*Brief*.
Show every line of the entries below that contains the word "stick". Case counts.

*Given information*.
--- begin ---
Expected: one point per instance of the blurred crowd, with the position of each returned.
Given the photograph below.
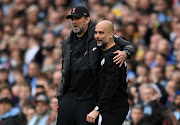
(30, 57)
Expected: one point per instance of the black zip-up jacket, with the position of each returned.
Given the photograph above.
(93, 53)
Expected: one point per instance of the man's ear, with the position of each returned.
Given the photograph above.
(87, 20)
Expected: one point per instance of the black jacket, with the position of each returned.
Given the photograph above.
(93, 54)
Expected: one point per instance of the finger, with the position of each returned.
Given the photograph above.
(93, 120)
(117, 56)
(116, 60)
(116, 52)
(121, 63)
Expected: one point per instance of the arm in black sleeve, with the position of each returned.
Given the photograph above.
(112, 77)
(125, 46)
(61, 86)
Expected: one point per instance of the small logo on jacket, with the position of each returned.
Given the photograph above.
(102, 61)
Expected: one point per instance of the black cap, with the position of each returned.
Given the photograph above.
(41, 97)
(6, 100)
(79, 11)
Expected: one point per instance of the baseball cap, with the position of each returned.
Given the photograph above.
(6, 100)
(41, 97)
(177, 93)
(79, 11)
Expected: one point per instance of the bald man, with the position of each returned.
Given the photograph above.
(112, 104)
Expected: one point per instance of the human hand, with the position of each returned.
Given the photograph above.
(120, 57)
(91, 117)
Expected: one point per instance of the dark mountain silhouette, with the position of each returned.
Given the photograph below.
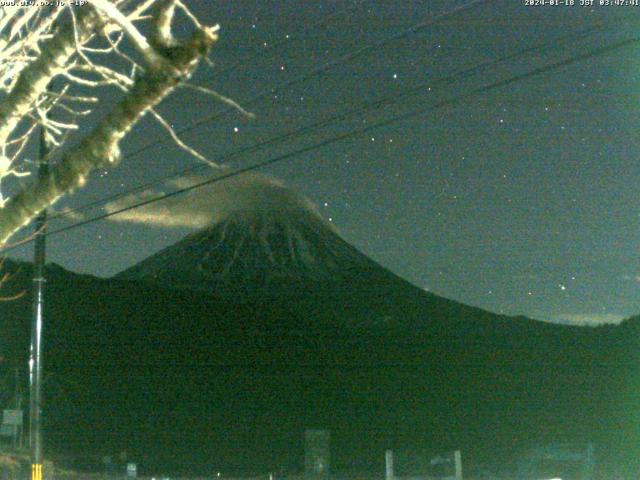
(217, 352)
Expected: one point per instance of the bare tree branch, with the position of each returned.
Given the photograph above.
(101, 147)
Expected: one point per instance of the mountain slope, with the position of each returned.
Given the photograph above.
(219, 351)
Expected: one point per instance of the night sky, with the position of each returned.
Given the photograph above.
(522, 199)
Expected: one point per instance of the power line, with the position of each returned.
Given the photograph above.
(416, 90)
(353, 133)
(316, 72)
(288, 38)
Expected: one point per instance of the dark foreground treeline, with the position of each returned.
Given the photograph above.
(190, 382)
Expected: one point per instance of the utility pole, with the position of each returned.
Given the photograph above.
(35, 357)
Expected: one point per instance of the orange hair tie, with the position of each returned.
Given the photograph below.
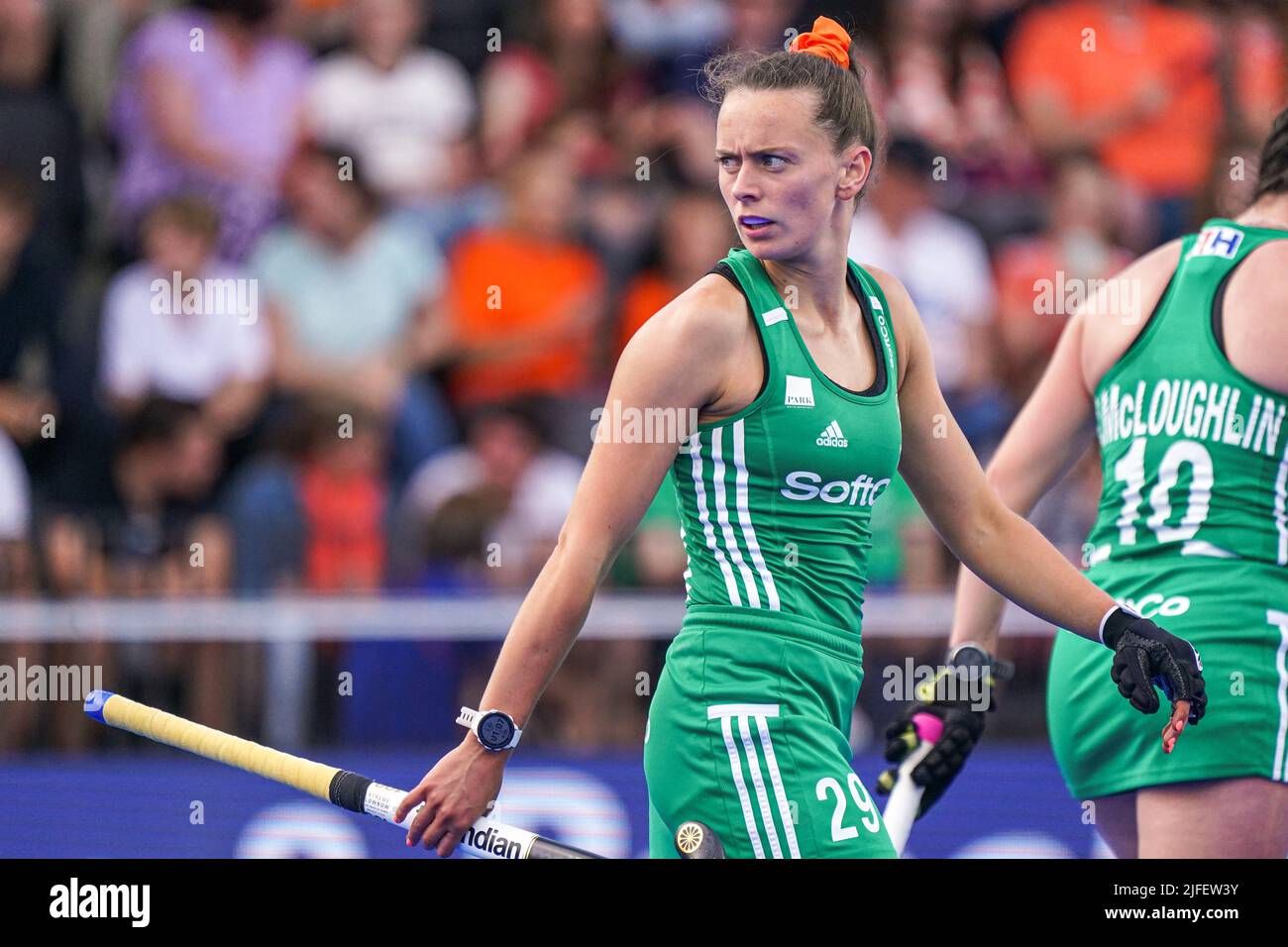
(827, 39)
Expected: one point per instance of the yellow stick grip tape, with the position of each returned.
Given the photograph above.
(156, 724)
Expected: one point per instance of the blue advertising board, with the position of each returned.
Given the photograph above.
(1010, 801)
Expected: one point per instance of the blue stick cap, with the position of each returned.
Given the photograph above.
(94, 703)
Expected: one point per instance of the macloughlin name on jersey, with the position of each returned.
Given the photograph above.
(1193, 408)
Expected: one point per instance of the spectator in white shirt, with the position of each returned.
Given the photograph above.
(945, 266)
(408, 112)
(183, 325)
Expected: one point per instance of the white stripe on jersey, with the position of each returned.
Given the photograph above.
(758, 781)
(1282, 509)
(1280, 618)
(748, 581)
(776, 779)
(761, 711)
(699, 492)
(742, 787)
(748, 532)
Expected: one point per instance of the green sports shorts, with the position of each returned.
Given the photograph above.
(747, 732)
(1235, 615)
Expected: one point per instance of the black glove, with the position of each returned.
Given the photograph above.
(961, 703)
(1147, 656)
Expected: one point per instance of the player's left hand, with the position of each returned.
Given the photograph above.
(1147, 656)
(460, 788)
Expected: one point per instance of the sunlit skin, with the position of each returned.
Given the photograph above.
(776, 162)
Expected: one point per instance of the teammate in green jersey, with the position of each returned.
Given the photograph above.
(1186, 393)
(799, 381)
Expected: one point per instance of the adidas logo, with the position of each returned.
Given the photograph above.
(832, 437)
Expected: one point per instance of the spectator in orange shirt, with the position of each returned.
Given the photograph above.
(692, 237)
(1134, 81)
(526, 302)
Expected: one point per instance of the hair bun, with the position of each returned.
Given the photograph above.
(827, 39)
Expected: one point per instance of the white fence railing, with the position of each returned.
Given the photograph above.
(303, 618)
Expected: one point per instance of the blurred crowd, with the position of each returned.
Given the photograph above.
(320, 294)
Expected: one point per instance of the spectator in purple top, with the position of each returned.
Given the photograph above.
(209, 102)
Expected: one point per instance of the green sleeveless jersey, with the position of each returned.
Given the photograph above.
(776, 501)
(1193, 453)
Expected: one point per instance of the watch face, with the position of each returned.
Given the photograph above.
(496, 731)
(970, 656)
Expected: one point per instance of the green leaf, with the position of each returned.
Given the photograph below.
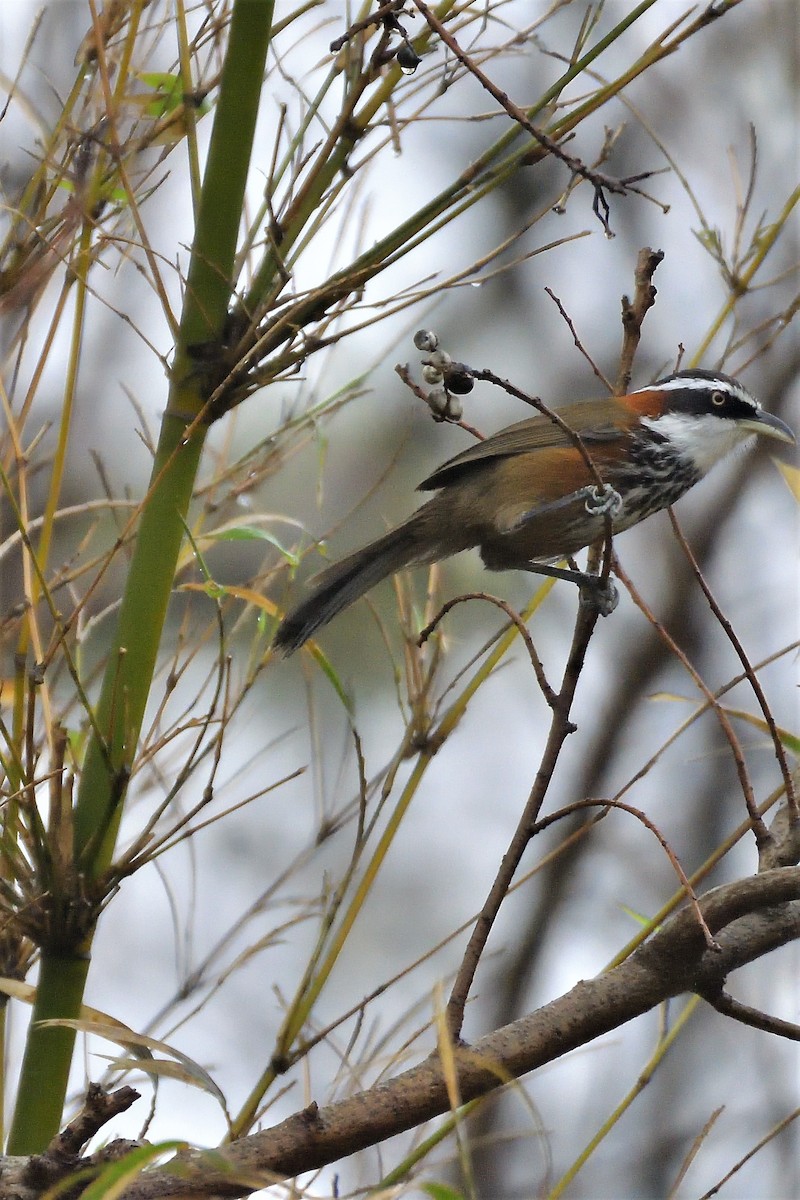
(441, 1192)
(252, 533)
(114, 1179)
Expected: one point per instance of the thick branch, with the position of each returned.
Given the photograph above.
(750, 918)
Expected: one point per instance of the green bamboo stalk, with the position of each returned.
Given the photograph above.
(132, 660)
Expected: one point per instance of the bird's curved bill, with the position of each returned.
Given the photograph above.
(769, 426)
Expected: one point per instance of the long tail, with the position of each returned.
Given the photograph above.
(342, 583)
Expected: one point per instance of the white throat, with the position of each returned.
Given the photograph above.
(702, 439)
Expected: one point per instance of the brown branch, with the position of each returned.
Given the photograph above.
(559, 731)
(750, 675)
(759, 829)
(633, 313)
(600, 181)
(750, 918)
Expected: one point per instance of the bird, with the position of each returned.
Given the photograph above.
(527, 498)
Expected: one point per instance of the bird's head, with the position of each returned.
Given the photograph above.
(704, 414)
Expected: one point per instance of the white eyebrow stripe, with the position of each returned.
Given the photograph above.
(702, 384)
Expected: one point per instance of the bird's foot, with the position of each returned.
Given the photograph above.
(599, 593)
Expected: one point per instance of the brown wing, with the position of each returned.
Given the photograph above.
(591, 419)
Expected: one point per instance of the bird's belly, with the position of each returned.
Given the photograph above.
(557, 529)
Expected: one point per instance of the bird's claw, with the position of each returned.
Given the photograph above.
(599, 594)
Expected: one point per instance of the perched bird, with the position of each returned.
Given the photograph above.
(527, 498)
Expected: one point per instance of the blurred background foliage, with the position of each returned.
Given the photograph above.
(204, 947)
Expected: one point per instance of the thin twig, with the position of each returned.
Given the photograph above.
(750, 675)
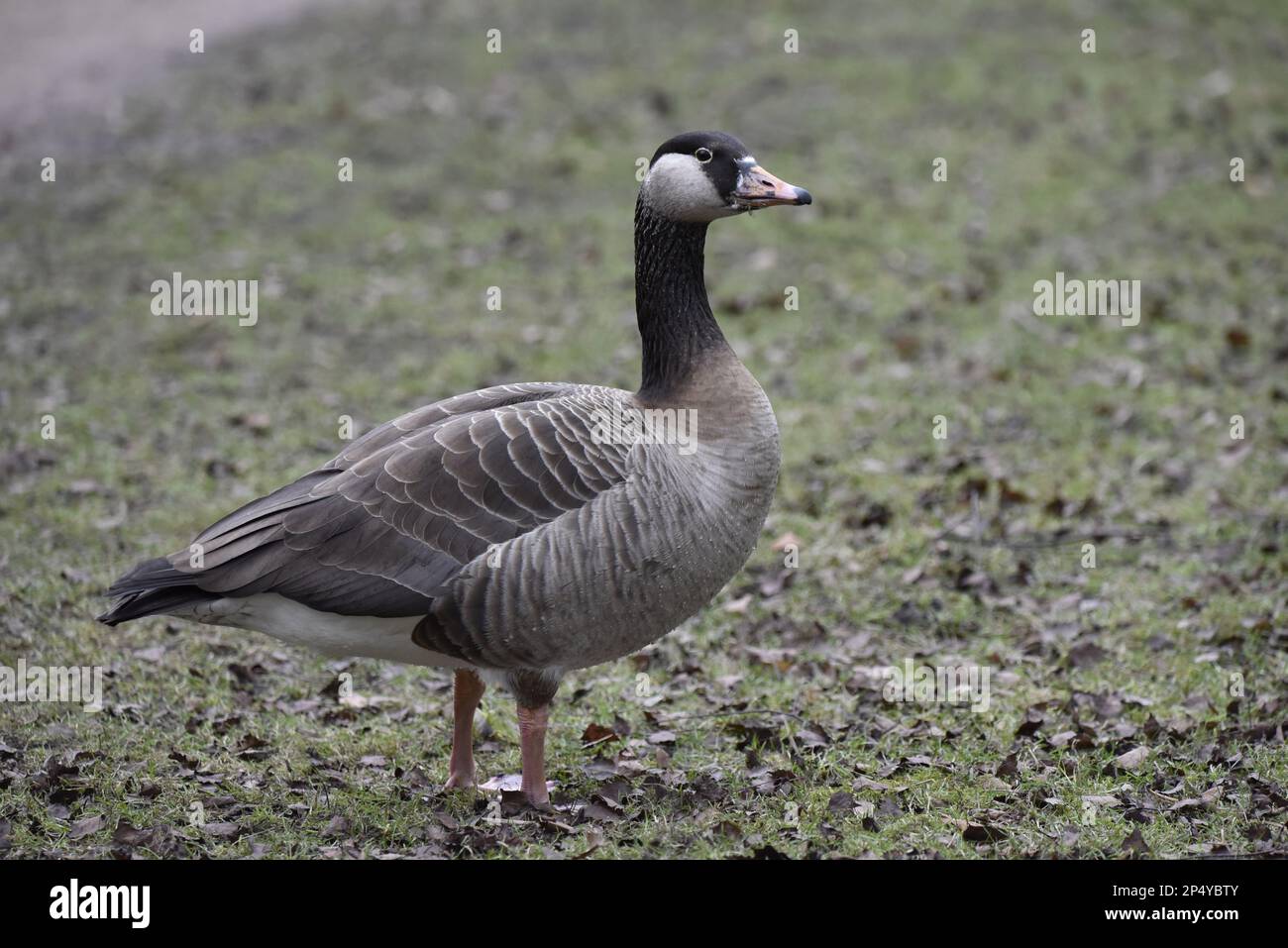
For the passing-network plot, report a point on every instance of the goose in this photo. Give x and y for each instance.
(522, 531)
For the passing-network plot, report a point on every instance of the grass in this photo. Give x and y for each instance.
(760, 727)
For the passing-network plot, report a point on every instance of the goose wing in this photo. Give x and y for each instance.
(393, 518)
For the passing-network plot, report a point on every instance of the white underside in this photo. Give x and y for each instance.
(368, 636)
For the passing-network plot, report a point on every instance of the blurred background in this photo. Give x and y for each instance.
(516, 168)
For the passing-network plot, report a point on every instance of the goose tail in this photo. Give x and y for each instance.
(154, 587)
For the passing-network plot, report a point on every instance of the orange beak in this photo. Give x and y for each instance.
(759, 188)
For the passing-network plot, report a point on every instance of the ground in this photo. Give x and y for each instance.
(1090, 528)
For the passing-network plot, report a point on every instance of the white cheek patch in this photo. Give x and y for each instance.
(679, 188)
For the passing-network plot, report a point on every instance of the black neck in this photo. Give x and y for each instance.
(675, 320)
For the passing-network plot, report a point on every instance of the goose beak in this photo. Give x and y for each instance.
(759, 188)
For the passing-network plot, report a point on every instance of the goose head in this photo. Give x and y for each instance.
(704, 175)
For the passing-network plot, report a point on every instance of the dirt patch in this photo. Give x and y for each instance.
(84, 55)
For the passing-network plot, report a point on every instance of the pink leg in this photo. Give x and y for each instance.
(532, 742)
(467, 691)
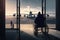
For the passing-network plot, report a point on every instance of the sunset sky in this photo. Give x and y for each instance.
(29, 5)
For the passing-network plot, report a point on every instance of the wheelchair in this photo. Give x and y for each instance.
(44, 29)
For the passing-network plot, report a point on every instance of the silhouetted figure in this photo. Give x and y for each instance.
(39, 22)
(12, 25)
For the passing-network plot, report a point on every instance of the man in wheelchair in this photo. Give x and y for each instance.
(39, 23)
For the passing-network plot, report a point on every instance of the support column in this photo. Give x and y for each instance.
(2, 19)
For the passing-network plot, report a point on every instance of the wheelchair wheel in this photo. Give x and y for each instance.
(46, 29)
(35, 31)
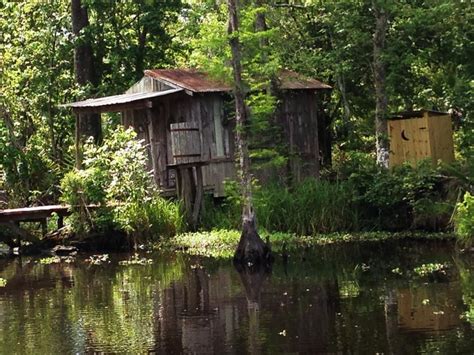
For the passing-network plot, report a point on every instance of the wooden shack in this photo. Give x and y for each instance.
(417, 135)
(183, 115)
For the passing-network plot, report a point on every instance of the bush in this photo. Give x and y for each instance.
(115, 178)
(464, 220)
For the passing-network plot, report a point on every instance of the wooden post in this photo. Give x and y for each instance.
(60, 221)
(78, 141)
(198, 199)
(44, 227)
(153, 143)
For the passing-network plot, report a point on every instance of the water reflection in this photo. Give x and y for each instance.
(341, 299)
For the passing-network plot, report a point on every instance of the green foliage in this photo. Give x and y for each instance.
(464, 220)
(360, 196)
(311, 207)
(37, 75)
(429, 269)
(115, 179)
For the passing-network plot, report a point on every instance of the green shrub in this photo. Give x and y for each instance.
(464, 220)
(115, 178)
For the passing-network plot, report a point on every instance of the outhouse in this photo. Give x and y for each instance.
(418, 135)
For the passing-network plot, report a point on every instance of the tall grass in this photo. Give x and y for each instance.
(314, 206)
(464, 220)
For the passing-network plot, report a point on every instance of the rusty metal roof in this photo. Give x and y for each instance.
(119, 99)
(197, 81)
(289, 80)
(189, 79)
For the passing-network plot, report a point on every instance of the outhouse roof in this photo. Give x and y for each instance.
(415, 113)
(198, 81)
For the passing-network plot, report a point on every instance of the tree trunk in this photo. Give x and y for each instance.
(89, 124)
(251, 248)
(381, 131)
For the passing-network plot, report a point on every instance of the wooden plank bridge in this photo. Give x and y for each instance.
(14, 216)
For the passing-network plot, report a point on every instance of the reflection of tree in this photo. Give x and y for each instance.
(252, 278)
(391, 320)
(466, 273)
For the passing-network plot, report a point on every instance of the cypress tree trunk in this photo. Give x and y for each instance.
(251, 248)
(89, 124)
(381, 132)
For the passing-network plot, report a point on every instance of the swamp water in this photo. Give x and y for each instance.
(361, 298)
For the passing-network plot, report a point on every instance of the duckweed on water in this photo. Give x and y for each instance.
(429, 269)
(98, 259)
(221, 243)
(51, 260)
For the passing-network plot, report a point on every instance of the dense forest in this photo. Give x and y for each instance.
(379, 57)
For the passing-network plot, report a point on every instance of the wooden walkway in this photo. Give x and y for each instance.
(12, 217)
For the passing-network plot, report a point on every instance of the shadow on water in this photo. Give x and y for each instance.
(357, 298)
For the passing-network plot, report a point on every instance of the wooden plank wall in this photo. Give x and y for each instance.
(299, 119)
(415, 139)
(409, 140)
(441, 138)
(216, 148)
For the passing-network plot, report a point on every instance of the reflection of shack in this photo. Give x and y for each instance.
(197, 320)
(429, 308)
(418, 135)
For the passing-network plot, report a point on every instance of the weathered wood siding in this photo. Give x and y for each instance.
(416, 138)
(216, 138)
(298, 116)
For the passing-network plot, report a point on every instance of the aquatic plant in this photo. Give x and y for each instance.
(136, 260)
(98, 259)
(50, 260)
(430, 269)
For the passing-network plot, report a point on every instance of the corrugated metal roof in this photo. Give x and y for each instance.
(189, 79)
(289, 80)
(416, 113)
(197, 81)
(119, 99)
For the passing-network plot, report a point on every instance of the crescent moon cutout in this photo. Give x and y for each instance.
(404, 136)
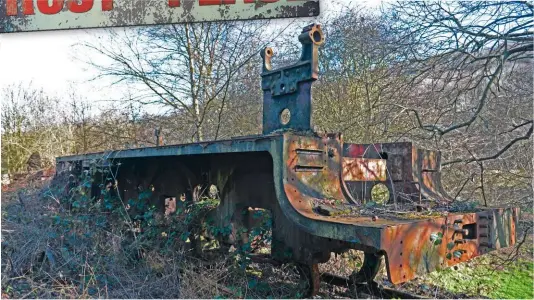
--- end ---
*Answer to this problem*.
Expected: one point per instance of the yellow stick grip tape, with the position of each returned.
Expected: one point per instance of the blue stick cap, with the position of each returned.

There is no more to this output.